From the material below, pull out every line that contains the string "hairstyle". The match is case-sensitive.

[start]

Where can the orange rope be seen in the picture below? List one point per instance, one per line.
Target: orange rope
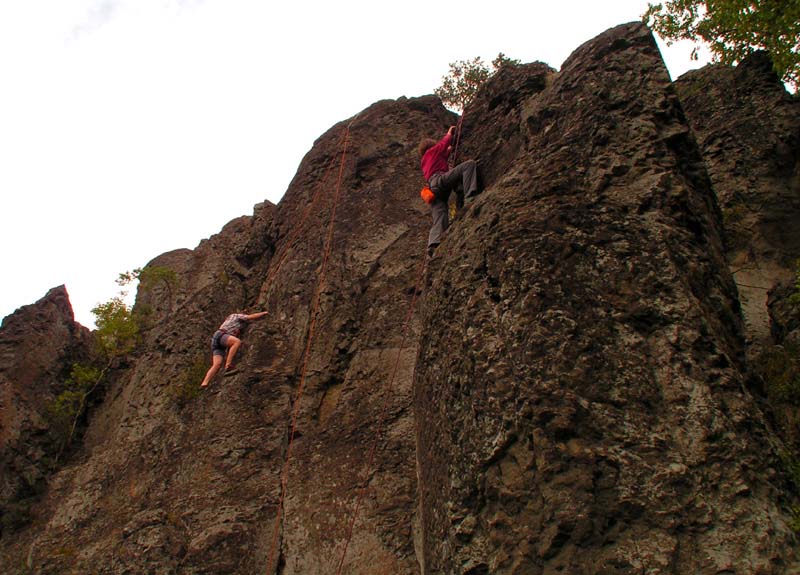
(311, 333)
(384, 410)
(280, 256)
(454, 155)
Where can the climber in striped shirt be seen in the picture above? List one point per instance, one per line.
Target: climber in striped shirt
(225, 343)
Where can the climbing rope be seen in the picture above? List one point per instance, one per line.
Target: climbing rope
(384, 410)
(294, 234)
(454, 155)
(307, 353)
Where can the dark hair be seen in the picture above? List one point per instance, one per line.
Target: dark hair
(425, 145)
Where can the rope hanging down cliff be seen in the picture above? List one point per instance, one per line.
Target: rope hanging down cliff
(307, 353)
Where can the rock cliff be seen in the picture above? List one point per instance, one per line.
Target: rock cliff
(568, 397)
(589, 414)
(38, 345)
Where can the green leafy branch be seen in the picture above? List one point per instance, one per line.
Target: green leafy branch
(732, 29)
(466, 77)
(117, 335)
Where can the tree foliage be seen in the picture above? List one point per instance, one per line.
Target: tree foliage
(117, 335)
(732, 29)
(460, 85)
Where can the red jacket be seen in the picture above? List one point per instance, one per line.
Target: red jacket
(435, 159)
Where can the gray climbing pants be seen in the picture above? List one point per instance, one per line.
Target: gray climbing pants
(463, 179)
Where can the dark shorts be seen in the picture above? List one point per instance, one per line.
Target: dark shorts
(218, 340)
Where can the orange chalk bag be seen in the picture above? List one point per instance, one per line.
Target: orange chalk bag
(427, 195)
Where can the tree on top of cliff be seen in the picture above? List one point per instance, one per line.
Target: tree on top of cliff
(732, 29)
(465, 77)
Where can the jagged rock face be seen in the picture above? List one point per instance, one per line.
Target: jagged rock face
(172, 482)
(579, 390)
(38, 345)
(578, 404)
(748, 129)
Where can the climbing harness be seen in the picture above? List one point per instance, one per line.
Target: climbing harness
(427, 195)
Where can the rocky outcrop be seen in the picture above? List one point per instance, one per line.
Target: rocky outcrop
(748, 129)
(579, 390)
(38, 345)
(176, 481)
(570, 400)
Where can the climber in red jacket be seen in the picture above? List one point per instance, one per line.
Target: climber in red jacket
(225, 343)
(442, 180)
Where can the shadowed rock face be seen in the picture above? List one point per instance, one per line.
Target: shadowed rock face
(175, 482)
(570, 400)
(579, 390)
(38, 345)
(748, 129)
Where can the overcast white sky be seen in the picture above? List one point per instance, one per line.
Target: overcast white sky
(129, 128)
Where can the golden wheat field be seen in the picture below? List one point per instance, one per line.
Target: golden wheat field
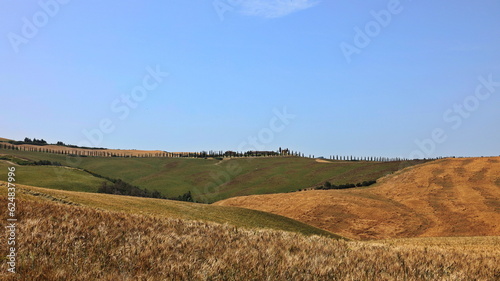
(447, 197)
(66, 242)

[end]
[start]

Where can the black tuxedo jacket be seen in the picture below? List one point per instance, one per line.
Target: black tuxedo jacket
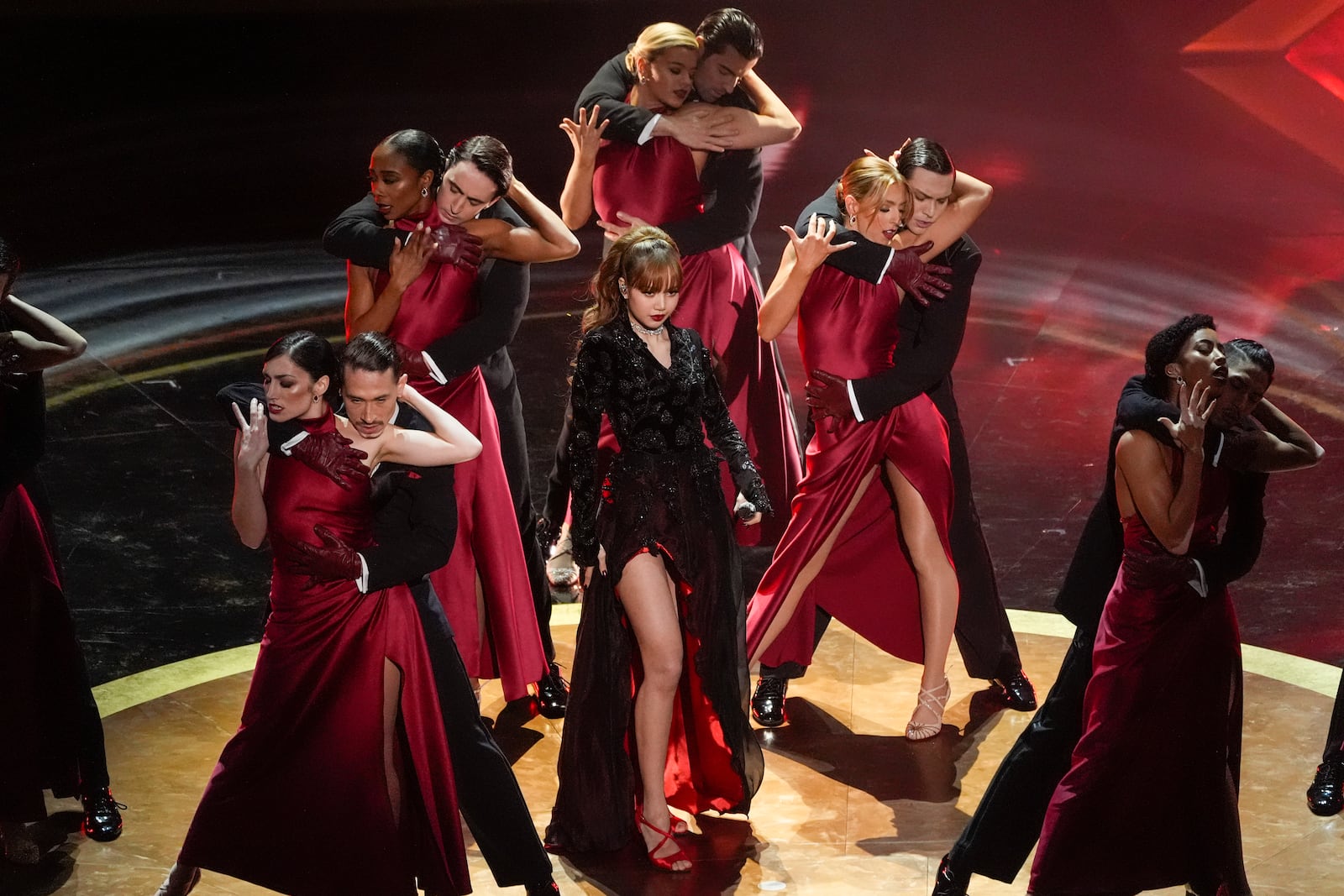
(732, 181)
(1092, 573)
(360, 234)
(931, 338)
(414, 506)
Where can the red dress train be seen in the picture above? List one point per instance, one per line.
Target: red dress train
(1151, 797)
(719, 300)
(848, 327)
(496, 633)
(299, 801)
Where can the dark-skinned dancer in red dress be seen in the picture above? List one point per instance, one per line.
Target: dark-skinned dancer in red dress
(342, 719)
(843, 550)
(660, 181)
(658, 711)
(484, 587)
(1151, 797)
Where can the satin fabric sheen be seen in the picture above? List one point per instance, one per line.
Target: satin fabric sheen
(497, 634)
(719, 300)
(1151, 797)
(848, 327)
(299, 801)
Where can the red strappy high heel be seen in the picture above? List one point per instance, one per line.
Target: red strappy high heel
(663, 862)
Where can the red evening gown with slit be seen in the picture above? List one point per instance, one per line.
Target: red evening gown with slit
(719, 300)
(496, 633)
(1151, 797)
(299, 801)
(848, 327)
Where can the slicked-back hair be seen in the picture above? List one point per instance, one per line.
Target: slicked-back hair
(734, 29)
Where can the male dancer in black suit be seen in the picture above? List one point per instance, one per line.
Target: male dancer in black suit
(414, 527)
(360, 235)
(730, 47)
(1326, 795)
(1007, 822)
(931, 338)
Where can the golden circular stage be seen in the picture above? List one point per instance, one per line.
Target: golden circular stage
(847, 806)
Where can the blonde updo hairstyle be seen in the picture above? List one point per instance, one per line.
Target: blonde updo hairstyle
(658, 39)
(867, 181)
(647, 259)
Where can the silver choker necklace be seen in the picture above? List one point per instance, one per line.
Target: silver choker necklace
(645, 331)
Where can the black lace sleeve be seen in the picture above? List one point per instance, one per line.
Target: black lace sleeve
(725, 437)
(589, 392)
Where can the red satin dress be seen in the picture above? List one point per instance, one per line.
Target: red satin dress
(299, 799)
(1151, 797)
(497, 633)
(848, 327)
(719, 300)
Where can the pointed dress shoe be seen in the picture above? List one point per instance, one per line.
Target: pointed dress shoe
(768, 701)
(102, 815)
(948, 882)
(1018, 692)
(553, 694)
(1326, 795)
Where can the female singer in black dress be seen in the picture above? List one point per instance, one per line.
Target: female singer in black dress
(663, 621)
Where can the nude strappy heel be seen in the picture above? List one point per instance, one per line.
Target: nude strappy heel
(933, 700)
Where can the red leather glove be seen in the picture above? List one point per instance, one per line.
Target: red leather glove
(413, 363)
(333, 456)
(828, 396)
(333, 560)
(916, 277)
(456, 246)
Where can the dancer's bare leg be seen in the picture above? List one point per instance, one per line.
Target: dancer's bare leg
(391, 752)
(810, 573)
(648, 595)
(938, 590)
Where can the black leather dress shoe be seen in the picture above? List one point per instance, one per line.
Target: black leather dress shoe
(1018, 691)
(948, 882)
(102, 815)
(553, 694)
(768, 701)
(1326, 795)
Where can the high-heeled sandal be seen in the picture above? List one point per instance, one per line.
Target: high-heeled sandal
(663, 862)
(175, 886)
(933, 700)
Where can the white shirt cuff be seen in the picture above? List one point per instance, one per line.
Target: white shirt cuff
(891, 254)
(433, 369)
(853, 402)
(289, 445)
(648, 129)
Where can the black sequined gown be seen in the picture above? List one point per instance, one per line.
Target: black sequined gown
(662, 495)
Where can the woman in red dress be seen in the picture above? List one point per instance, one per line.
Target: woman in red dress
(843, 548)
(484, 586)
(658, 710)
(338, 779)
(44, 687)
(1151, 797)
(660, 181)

[end]
[start]

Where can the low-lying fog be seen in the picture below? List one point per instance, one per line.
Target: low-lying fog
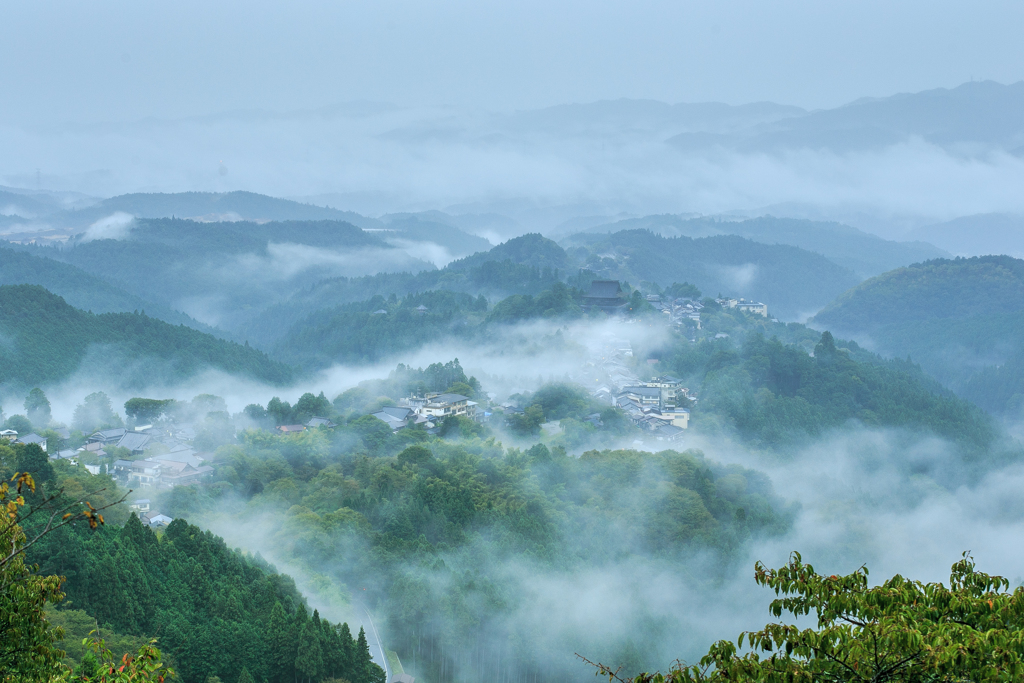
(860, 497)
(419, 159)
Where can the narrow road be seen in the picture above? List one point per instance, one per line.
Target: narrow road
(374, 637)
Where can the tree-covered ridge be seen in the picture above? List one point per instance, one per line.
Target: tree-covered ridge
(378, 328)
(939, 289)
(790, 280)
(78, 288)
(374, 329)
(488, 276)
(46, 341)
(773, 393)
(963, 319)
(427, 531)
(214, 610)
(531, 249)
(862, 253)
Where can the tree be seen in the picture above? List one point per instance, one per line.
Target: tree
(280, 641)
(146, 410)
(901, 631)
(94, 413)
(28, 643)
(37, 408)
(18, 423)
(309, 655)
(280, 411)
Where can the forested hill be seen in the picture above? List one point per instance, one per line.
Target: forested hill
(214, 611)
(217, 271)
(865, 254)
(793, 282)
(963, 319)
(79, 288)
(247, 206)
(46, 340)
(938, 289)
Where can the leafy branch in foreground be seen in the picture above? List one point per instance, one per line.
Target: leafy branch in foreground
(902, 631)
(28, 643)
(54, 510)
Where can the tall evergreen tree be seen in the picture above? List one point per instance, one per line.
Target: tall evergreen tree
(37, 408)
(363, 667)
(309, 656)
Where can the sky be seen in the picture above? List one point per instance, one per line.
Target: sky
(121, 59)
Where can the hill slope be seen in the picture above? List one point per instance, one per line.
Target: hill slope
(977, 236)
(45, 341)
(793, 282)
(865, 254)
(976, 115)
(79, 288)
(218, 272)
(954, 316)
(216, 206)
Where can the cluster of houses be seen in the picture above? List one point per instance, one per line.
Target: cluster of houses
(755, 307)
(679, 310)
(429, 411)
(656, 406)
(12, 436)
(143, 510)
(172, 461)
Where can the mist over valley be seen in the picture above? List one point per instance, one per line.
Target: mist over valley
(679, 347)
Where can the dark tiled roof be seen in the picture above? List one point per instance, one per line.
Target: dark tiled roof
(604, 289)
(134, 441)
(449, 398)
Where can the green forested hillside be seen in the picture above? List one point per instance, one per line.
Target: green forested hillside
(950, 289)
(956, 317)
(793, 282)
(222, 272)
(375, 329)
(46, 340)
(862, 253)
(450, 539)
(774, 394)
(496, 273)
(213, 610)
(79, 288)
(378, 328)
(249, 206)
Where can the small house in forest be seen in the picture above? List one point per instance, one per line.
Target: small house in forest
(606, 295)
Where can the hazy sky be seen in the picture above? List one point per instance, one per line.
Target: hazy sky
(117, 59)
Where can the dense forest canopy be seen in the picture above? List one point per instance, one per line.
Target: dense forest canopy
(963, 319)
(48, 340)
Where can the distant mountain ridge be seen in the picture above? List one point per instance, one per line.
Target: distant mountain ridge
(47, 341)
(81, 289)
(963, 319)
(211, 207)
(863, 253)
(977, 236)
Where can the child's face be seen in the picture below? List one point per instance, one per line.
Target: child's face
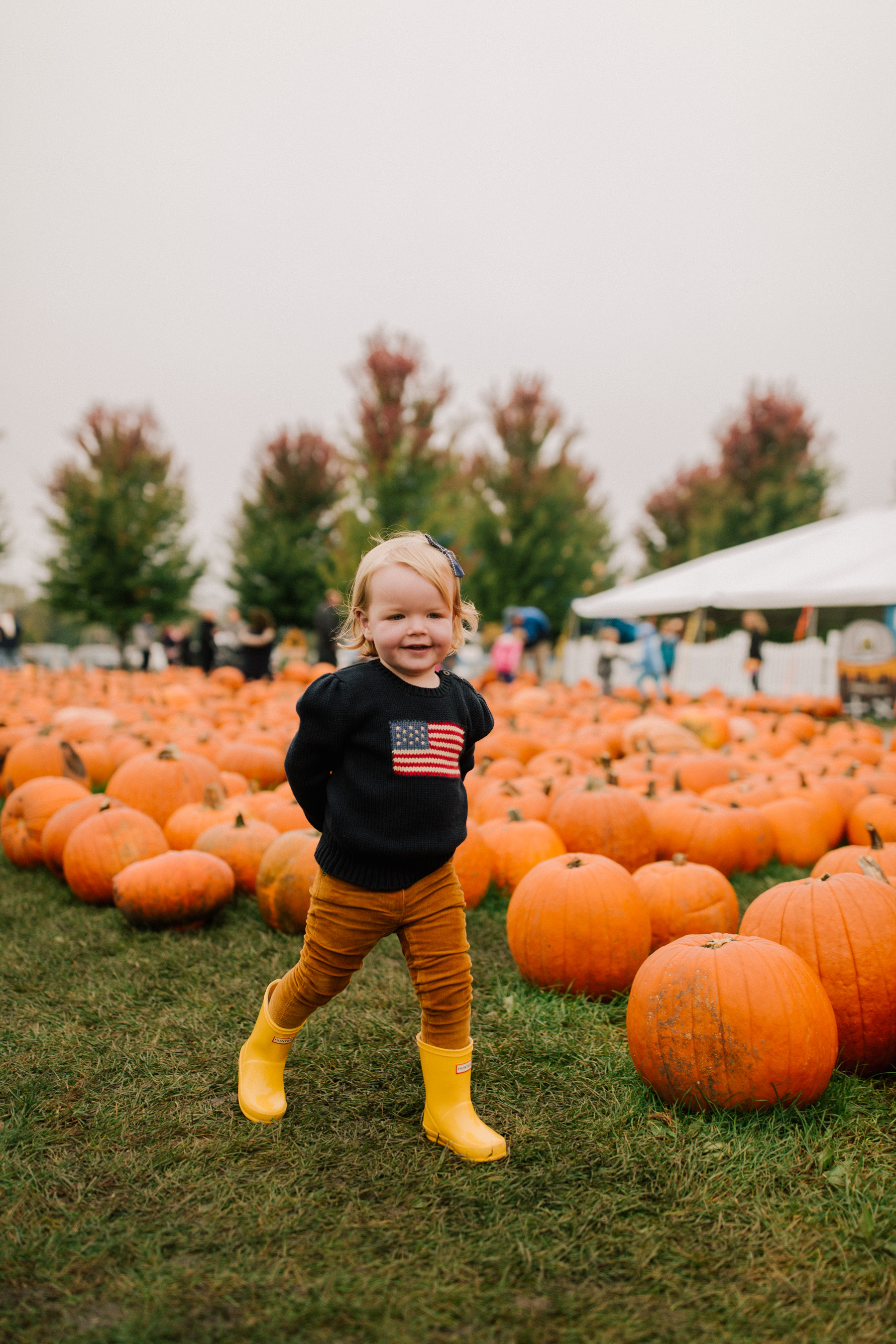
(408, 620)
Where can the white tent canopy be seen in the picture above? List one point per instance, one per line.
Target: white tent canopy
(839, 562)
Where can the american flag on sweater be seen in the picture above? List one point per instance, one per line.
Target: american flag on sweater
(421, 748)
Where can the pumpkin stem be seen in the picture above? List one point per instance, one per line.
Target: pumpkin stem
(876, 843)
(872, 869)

[end]

- [Answer to the problem]
Where can the blonde updo hairstyle be seen in the picture above? List one point per instance, one per line.
Target: blonde updo hairstyle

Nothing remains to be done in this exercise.